→ **What is needed**
Rewrite all of the entries below, swapping every "marker" for "pin" and changing nothing else. Leave the pictures out of your answer.

··· Available data

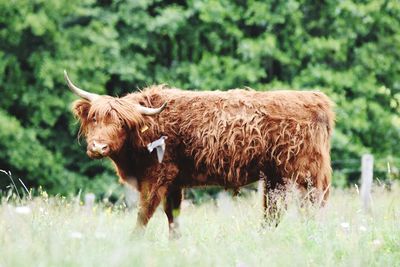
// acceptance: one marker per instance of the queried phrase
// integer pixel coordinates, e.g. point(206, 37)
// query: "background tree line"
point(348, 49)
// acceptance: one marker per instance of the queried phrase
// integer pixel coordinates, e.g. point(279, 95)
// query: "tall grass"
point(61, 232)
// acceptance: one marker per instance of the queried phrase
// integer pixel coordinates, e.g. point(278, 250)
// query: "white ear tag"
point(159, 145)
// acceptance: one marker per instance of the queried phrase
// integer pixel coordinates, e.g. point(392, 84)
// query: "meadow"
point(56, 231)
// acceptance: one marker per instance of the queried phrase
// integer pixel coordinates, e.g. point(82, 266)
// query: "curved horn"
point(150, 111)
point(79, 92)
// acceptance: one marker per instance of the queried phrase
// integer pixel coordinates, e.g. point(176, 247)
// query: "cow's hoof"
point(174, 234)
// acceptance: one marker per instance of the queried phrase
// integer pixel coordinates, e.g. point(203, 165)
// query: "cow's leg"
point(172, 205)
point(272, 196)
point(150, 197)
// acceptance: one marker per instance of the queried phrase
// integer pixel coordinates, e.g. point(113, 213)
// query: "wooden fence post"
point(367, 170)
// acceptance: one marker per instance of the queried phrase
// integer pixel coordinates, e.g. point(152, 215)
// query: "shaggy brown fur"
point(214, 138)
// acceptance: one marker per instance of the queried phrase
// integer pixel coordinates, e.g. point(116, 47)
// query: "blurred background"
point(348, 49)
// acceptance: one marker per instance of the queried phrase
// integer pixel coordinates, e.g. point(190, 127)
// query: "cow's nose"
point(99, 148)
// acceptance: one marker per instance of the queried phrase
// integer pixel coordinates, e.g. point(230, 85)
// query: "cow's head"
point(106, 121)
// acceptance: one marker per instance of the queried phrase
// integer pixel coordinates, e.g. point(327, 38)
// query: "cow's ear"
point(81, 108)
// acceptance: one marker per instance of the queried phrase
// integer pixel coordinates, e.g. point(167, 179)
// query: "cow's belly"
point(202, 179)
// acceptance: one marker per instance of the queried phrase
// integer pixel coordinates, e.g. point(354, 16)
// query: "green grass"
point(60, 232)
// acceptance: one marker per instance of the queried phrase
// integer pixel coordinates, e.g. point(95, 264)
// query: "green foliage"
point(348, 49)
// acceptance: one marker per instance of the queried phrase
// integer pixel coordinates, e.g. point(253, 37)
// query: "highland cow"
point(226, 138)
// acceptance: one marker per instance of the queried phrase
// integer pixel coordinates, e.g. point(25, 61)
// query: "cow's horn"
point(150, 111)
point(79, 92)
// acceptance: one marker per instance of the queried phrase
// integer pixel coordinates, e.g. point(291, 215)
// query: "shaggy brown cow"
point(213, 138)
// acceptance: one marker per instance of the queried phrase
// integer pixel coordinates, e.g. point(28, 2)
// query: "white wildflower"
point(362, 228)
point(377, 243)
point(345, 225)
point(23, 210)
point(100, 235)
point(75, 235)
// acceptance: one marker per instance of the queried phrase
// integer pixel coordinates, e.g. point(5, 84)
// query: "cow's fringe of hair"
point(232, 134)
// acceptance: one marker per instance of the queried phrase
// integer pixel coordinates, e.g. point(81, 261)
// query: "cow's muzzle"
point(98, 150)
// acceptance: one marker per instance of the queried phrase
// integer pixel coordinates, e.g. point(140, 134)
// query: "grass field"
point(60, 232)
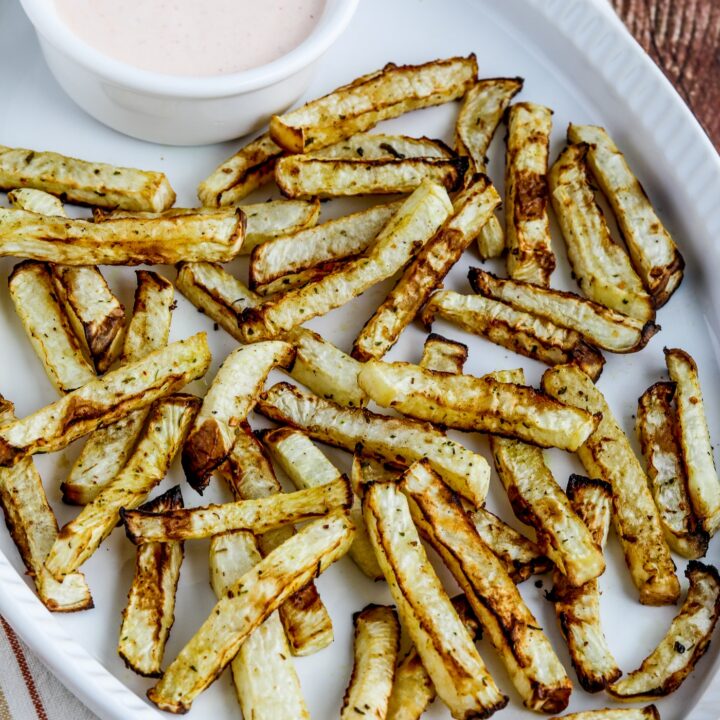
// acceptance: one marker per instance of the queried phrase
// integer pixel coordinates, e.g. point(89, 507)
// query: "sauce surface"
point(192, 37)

······

→ **The response**
// acceptance: one pin per instance of the queried phrase
// integer pixel coordinates, e.g. point(206, 37)
// query: "background tree line"
point(348, 49)
// acceptance: one pin per instance of the queried phrase
// integer pixel coordinates, e.g. point(279, 95)
// query: "tall grass"
point(61, 232)
// acceptance: one pin per instance of the queried phrase
// integer pixel coordinates, e.g. point(278, 250)
// query: "white ear tag"
point(159, 145)
// acceptance: one pin per instance of the queried phrase
// integer pixel coordinates, e.g. point(392, 84)
// query: "meadow"
point(56, 231)
// acceptance: one pin per instance of the queried phrase
// integer pixel coordinates, e.g. point(82, 266)
// query: "curved horn"
point(150, 111)
point(79, 92)
// acceptance: one pin per instance of the queried phrase
// integer pixel coordinates, e.g. point(176, 247)
// query: "cow's hoof"
point(174, 234)
// acceptance: one pin per instance of the queried phrase
// integer pixel coordinates, e.g. point(203, 165)
// query: "cow's leg"
point(172, 205)
point(272, 196)
point(150, 197)
// acceptance: one pin per instance of the queried phrase
// integer pixel coordinates, e.g. point(113, 213)
// query: "wooden fence post"
point(367, 170)
// acceptance: one pin per instance of the queried phrase
// integer pixel coordinates, e.g. point(152, 215)
// query: "shaggy brown fur"
point(214, 138)
// acceptance: one pin per instance of the queried phrase
// integer pixel coordinates, e.g. point(116, 47)
// query: "blurred background"
point(348, 49)
// acceptance: one pin per instance of the queried phrase
// integer pixel coordinates, e.g. point(190, 127)
// query: "cow's nose"
point(99, 148)
// acceptance: one pin per instance of the queried phrase
// integer pixel coordinates, e.g. point(230, 85)
// query: "cow's head"
point(106, 121)
// acceptance: one pin per instance of the queried phrase
// integer pixel coordinates, e.g. point(327, 38)
// query: "cow's ear"
point(81, 108)
// acceptance: one pin per instance of the queried phrase
// integer pixel coordinates, e.g. point(167, 179)
// query: "cow's belly"
point(202, 179)
// acceptance: one pin per instance of the queried phrase
// integer pixel coordinates, e.g. point(354, 16)
// query: "green grass"
point(60, 232)
// acceptance: one pin per instance of the queried phrase
// integer pixel coordinates, e.g. point(95, 264)
// query: "green foliage"
point(348, 49)
// acceptance: one pin per instance of the queried phrase
// integer pixel coordinates, e.g. point(253, 37)
// query: "highland cow"
point(226, 138)
// acceptance: one pin per instance of the queried phrase
// integer pixel coordinates, e.g. point(25, 61)
// query: "cow's horn"
point(150, 111)
point(79, 92)
// acceptance: one pin per instance of the queried phrase
// integer pixel coordinates, e.g. point(291, 215)
// query: "shaggy brown cow"
point(213, 138)
// acceptance: one pin per instance of the queried phrase
// integer pixel coordinates, e.g. point(28, 2)
// query: "white wildflower"
point(362, 228)
point(377, 243)
point(345, 225)
point(23, 210)
point(100, 235)
point(75, 235)
// acceptance: one pin per instance of the queried phrase
// integer pixel coordinates, e.g. point(5, 84)
// query: "cow's fringe of hair"
point(232, 134)
// acceptance: one pin per instance of the queried phrase
// integer pixel coordinates, e.g. point(81, 261)
// query: "cow's muzzle"
point(98, 150)
// acceptance: one pin per instance of the queried phrase
// integer pixel coordinates, e.g. point(140, 134)
// query: "grass field"
point(60, 232)
// acceptance: one pin per instance of the queried phrase
// integer pixel coordinates, e.g. point(89, 507)
// query: "sauce surface"
point(192, 37)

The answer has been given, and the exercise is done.